• Your goal: Every line below that holds "plate" must be copied.

• Supplied records:
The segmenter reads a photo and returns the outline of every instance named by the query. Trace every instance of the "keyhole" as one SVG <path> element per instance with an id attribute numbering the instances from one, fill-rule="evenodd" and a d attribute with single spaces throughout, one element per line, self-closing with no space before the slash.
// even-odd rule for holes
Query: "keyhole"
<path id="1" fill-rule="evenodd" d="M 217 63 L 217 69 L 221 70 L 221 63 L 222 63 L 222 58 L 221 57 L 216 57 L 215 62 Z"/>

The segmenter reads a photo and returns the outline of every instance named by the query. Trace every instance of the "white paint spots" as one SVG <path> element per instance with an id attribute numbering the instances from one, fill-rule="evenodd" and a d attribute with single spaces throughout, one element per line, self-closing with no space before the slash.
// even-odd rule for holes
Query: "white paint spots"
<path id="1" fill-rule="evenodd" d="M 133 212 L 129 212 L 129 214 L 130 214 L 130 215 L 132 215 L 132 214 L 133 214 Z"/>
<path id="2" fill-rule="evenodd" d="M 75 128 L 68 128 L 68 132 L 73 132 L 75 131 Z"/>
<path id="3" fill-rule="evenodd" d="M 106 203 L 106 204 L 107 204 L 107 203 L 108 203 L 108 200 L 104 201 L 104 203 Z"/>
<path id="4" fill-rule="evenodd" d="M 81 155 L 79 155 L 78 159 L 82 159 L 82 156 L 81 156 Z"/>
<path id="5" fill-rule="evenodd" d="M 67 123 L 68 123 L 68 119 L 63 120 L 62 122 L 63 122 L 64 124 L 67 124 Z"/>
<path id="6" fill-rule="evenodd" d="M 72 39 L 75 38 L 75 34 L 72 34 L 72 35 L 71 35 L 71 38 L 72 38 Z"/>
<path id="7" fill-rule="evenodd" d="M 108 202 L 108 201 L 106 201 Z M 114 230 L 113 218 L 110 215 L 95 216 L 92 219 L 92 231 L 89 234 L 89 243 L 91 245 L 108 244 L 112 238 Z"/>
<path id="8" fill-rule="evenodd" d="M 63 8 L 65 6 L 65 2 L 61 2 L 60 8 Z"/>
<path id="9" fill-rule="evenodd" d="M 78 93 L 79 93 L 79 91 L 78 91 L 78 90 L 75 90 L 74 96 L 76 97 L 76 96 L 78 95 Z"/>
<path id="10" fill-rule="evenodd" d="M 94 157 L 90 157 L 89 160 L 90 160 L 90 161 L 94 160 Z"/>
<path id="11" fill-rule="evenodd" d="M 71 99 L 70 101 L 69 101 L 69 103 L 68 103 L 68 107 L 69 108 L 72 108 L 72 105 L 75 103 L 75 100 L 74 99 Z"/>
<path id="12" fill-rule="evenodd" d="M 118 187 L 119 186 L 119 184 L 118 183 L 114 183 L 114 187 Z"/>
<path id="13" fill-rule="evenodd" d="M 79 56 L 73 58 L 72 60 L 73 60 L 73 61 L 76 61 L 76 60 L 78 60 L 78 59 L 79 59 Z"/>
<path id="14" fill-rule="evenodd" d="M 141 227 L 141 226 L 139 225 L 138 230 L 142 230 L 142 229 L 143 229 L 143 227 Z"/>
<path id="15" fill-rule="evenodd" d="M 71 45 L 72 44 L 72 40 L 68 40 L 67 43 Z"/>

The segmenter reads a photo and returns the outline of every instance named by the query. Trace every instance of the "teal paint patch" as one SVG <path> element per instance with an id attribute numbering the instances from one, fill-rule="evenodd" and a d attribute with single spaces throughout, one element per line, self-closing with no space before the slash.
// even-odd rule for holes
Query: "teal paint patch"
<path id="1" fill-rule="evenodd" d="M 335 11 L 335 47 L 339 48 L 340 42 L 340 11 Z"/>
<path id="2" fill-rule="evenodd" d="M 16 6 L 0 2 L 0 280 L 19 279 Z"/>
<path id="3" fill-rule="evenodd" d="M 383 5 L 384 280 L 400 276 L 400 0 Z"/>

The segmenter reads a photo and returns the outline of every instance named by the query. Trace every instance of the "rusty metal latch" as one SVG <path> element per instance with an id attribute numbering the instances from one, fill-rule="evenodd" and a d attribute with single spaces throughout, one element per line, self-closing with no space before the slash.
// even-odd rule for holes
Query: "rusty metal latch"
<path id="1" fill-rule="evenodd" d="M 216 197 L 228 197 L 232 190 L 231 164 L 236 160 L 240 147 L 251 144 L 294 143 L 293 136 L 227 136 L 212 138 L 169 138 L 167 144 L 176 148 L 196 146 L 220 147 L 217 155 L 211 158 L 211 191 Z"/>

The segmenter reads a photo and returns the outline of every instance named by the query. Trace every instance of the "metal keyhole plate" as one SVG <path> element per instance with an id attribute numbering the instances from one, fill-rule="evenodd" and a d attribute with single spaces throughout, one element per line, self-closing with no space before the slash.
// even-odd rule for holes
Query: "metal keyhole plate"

• Exercise solution:
The segmenter reads a photo and returns the outline of every instance named by the query. Trace every instance of the "metal keyhole plate" as one SVG <path> element per instance with an id attribute numbering the instances from one, fill-rule="evenodd" and a d attribute with single spaces throughout, one element per line, self-closing with no space before the slash.
Query: "metal keyhole plate"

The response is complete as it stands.